Your instructions: Search the listing for "water" and copy every line where it appears.

The data:
⟨

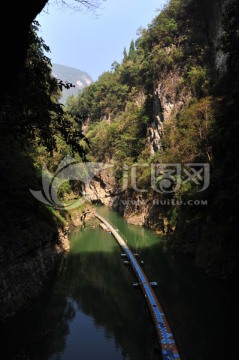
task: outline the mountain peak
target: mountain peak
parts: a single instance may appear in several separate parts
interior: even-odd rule
[[[63,89],[62,97],[60,98],[60,102],[63,104],[65,104],[66,99],[70,95],[77,96],[79,90],[82,90],[93,82],[87,72],[66,65],[52,64],[52,74],[57,79],[68,81],[75,85],[73,88]]]

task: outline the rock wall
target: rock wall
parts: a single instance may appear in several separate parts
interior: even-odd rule
[[[202,0],[202,6],[205,7],[204,22],[207,29],[204,29],[207,36],[207,44],[211,49],[211,66],[219,77],[226,71],[227,56],[222,54],[219,49],[220,37],[222,35],[222,14],[226,5],[231,0],[218,0],[205,2]],[[170,48],[168,50],[170,52]],[[147,138],[150,146],[150,153],[162,149],[161,140],[163,137],[164,124],[175,120],[176,114],[192,98],[192,93],[186,86],[181,86],[182,76],[185,76],[183,69],[179,64],[175,64],[169,72],[160,71],[158,79],[155,80],[155,89],[153,94],[153,118],[148,127]]]
[[[222,14],[230,0],[218,0],[210,3],[201,0],[205,5],[203,14],[205,25],[205,46],[210,48],[211,58],[205,64],[211,68],[215,77],[220,77],[226,71],[225,55],[219,50],[220,37],[222,35]],[[177,113],[193,97],[189,88],[182,82],[185,78],[182,67],[175,64],[169,72],[161,72],[155,81],[153,94],[153,117],[148,127],[148,143],[153,155],[162,151],[162,137],[165,124],[176,121]],[[223,237],[215,238],[214,229],[210,219],[198,220],[198,217],[186,215],[177,224],[177,228],[170,223],[167,205],[160,205],[160,197],[157,194],[148,193],[142,195],[133,191],[127,191],[113,201],[113,207],[119,211],[125,219],[135,225],[146,226],[164,234],[168,238],[168,246],[195,258],[195,263],[208,275],[216,278],[232,279],[236,274],[236,260],[233,250],[225,245]],[[190,211],[190,210],[189,210]],[[206,211],[206,210],[205,210]],[[207,239],[208,236],[208,239]],[[211,236],[210,240],[209,237]],[[211,240],[213,239],[213,240]],[[230,280],[231,281],[231,280]]]
[[[117,193],[113,170],[101,171],[90,184],[84,185],[82,193],[89,202],[111,206]]]
[[[175,67],[166,74],[161,74],[154,91],[153,121],[148,127],[148,143],[150,153],[162,150],[164,124],[175,120],[177,112],[185,106],[192,97],[191,92],[183,87],[178,91],[182,79],[182,71]]]
[[[22,248],[13,252],[0,247],[0,320],[30,304],[69,248],[67,233],[62,229],[49,234],[27,252]]]

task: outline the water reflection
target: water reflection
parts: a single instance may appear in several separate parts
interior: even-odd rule
[[[188,360],[225,360],[237,357],[233,344],[239,320],[237,298],[195,268],[193,261],[175,253],[165,253],[163,243],[151,231],[122,222],[120,215],[106,208],[97,210],[109,218],[140,253],[150,281],[167,314],[183,357]]]
[[[126,224],[115,212],[98,209],[144,260],[188,360],[229,359],[239,319],[232,295],[205,277],[191,260],[163,251],[151,231]],[[98,227],[71,234],[71,253],[31,309],[1,325],[0,358],[150,360],[156,339],[132,270],[113,237]]]
[[[152,358],[152,324],[132,281],[110,235],[76,231],[62,273],[31,310],[2,327],[1,358]]]

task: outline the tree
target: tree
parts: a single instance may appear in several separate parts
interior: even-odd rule
[[[134,43],[134,40],[131,40],[131,43],[129,46],[129,57],[132,57],[134,52],[135,52],[135,43]]]
[[[118,66],[117,66],[118,68]],[[83,89],[75,101],[68,103],[67,110],[83,122],[110,119],[125,109],[128,86],[121,84],[115,72],[104,72],[95,83]]]
[[[123,61],[126,61],[128,59],[126,47],[124,47],[123,55],[124,55]]]
[[[102,1],[106,0],[48,0],[48,3],[52,2],[52,4],[57,6],[61,5],[75,11],[81,11],[83,8],[95,11],[100,7]]]

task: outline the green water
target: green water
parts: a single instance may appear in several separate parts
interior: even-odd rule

⟩

Your solution:
task: outline the water reflection
target: water reflection
task: outline the green water
target: green water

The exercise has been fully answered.